Earlier this year, the usernames and passwords for more than 8,000 internet of things devices were posted online so hackers could easily access them. The security breach was a perfect illustration of the IoT’s security problems: Of the 8,000+ username and password combinations, only 142 were unique. Even more stunning, about half of all usernames and passwords used the same obvious combination: admin/admin.
Internet-enabled devices like routers, security cameras, and even smart fridges have become one of the primary modes of denial-of-service attacks, in which groups of malware-infected computers overwhelm a target server, bombarding it with more requests than it can handle. Lists like this one helped hackers find enough devices to create such an attack. According to Ars Technica, the list (which has since been taken down) contained about 33,000 combinations on it, corresponding to about 8,200 individual IP addresses (it included redundancies as well as multiple username-password combinations for some devices). Ars says that some combos indicate the device had already been hacked (apparently the combo “mother/fucker” is a tell-tale sign), sometimes even several times.

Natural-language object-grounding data
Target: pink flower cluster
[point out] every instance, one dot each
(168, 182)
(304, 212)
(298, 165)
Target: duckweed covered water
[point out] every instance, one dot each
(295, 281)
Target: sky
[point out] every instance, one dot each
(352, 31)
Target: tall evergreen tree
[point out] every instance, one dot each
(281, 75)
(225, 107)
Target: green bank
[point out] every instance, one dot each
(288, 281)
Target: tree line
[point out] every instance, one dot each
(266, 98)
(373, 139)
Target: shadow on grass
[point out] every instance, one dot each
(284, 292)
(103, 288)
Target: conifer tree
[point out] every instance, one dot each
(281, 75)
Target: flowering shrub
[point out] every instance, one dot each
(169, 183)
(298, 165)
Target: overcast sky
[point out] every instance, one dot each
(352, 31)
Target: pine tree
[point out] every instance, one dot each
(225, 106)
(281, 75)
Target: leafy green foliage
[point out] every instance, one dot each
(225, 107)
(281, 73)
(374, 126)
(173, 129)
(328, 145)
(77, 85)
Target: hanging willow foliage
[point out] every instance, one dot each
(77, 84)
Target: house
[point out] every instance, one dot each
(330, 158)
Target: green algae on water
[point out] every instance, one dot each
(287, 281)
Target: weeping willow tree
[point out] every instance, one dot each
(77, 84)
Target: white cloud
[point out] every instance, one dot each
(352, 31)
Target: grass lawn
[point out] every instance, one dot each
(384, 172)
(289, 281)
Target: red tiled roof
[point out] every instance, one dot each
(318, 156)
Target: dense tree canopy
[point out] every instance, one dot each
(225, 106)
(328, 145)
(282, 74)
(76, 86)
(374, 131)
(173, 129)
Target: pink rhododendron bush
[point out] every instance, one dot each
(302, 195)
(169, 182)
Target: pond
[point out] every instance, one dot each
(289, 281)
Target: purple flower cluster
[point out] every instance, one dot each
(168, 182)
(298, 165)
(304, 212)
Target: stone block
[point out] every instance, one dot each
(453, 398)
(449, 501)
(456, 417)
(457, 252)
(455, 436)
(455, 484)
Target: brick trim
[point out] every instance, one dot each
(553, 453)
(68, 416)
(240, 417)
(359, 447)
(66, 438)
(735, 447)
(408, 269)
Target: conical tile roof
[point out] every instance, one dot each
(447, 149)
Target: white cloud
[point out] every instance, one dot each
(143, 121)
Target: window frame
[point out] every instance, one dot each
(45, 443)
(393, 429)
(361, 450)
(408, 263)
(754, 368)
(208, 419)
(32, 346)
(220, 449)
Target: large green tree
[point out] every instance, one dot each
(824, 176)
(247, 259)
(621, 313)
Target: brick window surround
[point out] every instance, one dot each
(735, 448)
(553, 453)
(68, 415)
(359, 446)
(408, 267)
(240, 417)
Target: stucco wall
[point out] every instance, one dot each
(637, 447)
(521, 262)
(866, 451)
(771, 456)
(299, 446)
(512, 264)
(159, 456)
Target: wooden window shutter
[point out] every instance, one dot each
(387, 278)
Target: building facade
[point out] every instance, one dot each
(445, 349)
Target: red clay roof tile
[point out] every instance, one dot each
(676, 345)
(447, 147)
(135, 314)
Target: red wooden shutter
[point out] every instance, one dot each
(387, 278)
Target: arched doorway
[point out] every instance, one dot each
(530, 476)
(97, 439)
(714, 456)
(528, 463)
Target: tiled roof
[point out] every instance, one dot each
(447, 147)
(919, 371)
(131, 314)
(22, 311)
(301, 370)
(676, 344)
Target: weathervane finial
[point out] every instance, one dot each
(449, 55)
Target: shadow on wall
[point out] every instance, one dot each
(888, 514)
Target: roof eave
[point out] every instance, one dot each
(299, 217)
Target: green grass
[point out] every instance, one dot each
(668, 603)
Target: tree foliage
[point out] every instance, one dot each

--- ACTIONS TO TAKE ---
(1) According to the passage on leaked IoT device logins, how many of the more than 8,000 username and password combinations were unique?
(2) Reproduce the passage on leaked IoT device logins from "Internet-enabled devices like" up to and including "even several times.".
(3) Continue the passage on leaked IoT device logins from its last sentence.
The records are separate material and have no connection to the passage on leaked IoT device logins.

--- ANSWERS TO EACH TASK ---
(1) Only 142 were unique.

(2)
Internet-enabled devices like routers, security cameras, and even smart fridges have become one of the primary modes of denial-of-service attacks, in which groups of malware-infected computers overwhelm a target server, bombarding it with more requests than it can handle. Lists like this one helped hackers find enough devices to create such an attack. According to Ars Technica, the list (which has since been taken down) contained about 33,000 combinations on it, corresponding to about 8,200 individual IP addresses (it included redundancies as well as multiple username-password combinations for some devices). Ars says that some combos indicate the device had already been hacked (apparently the combo “mother/fucker” is a tell-tale sign), sometimes even several times.

(3)
Schwab’s visualization drives home the severity of the problem. Most of the top 10 most-used passwords on the list were simply the factory settings–people hadn’t bothered to change the names and passwords on their devices, straight out of the box.. Hackers have likely already enlisted those devices into botnet armies. Of the 8,200 IP addresses, about 1,700 could be accessed using the listed username and password.
So please: Before you plug in that new smart light, change the username and password to something a bit more complicated than admin/admin.